_Set exercise_. From the line containing "Place one pin on each instance of the farm" through the last line of the data, return those lines exactly as written and nothing more.

Exercise data start

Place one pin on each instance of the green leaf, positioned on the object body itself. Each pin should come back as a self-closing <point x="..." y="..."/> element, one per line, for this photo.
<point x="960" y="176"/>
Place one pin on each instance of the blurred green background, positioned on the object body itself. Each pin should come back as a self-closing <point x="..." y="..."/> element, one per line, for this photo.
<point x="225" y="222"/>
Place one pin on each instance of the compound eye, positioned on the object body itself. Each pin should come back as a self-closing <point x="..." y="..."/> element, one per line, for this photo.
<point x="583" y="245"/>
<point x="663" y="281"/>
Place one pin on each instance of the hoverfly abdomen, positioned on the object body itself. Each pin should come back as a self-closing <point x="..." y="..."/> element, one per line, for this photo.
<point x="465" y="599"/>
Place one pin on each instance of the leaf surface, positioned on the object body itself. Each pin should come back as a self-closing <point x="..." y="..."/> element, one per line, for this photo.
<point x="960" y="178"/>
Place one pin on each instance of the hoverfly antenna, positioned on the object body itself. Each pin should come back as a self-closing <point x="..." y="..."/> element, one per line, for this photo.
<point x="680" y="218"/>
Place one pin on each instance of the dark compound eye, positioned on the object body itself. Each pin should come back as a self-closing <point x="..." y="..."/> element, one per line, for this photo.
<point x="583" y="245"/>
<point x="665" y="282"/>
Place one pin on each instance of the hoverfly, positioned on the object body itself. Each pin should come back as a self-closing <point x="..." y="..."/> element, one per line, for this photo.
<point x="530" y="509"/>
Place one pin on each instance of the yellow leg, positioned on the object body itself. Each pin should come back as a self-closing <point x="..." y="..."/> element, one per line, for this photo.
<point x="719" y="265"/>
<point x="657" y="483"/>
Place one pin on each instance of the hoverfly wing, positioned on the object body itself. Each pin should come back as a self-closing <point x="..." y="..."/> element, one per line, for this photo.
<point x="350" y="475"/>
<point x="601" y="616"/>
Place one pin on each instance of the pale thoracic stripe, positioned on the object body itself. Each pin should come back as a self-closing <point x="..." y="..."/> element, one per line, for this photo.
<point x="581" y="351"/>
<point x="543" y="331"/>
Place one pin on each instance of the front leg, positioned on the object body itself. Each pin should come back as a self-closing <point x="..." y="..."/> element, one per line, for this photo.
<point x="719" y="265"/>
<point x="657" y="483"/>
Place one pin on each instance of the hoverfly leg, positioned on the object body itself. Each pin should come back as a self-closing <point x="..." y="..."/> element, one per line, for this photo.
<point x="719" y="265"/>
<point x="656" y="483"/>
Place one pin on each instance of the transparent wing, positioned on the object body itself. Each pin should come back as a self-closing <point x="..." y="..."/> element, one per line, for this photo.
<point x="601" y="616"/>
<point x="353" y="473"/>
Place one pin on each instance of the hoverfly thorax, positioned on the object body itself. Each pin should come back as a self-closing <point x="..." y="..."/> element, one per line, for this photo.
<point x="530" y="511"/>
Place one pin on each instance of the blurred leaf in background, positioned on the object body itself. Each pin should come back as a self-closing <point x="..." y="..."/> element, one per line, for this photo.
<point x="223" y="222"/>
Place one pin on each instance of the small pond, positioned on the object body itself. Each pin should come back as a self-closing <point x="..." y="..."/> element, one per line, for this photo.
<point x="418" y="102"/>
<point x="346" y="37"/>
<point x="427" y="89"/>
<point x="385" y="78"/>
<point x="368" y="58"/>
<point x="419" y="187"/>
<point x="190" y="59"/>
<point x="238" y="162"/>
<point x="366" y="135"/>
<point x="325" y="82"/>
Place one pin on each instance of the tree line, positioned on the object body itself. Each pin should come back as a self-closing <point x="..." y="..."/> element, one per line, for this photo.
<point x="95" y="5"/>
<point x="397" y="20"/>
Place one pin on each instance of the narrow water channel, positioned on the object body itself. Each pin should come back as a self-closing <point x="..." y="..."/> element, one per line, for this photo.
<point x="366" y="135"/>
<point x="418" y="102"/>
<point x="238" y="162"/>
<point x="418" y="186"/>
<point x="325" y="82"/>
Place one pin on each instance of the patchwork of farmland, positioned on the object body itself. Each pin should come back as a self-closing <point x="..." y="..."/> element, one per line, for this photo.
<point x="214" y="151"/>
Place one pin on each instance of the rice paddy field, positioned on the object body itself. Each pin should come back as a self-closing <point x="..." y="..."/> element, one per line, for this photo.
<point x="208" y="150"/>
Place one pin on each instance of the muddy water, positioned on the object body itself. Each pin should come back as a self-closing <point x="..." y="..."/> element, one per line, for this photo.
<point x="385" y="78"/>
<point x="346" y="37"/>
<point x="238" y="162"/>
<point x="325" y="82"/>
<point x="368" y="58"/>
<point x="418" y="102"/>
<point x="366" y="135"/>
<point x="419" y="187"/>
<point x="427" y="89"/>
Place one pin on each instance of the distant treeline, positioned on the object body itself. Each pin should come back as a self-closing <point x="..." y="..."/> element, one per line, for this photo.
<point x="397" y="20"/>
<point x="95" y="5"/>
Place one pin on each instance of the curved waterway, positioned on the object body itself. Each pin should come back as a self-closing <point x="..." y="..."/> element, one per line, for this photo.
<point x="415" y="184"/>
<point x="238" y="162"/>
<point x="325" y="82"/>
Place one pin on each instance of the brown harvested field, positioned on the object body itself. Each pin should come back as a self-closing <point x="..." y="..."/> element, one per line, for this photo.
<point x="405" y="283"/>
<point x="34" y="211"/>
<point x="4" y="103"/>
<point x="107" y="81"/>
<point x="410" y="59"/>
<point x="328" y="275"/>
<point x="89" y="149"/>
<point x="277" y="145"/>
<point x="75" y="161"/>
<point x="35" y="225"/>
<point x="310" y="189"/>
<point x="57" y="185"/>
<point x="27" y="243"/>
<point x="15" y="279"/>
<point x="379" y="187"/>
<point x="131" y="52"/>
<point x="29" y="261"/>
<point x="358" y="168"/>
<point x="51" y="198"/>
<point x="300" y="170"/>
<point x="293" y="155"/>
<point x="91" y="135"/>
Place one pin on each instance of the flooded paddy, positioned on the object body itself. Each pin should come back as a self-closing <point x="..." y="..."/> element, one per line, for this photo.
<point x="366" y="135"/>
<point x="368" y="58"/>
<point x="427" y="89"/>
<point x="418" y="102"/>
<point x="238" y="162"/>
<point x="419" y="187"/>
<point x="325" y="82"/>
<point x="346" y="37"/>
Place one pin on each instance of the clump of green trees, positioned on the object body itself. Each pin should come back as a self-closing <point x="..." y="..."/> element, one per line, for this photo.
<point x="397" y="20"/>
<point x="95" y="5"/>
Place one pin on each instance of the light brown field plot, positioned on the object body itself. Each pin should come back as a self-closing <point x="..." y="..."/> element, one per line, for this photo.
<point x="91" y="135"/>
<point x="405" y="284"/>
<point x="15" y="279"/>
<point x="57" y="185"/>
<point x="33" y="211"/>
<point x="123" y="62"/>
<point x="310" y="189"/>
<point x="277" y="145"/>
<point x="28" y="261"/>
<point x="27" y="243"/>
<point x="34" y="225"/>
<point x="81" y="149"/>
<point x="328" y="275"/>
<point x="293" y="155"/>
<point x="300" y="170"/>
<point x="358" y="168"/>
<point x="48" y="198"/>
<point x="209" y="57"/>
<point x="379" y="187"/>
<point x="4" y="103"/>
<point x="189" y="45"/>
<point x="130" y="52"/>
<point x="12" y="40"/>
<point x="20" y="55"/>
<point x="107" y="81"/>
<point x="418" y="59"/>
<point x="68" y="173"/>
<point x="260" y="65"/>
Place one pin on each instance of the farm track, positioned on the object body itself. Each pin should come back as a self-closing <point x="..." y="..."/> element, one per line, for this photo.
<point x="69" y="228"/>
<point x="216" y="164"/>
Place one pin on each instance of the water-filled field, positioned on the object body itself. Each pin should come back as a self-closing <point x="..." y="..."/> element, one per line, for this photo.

Exercise data end

_Right answer_.
Place one pin on each instance of the farm track, positioned on the object body itself. Each pin should come back as a self-closing <point x="..." y="..."/> element, one per line, for this photo.
<point x="69" y="228"/>
<point x="216" y="164"/>
Place one pin on each instance of the water-filled field, positioned on the object body itself. Each pin should come back as a self-closing <point x="..." y="..."/> element, one per line, for this photo.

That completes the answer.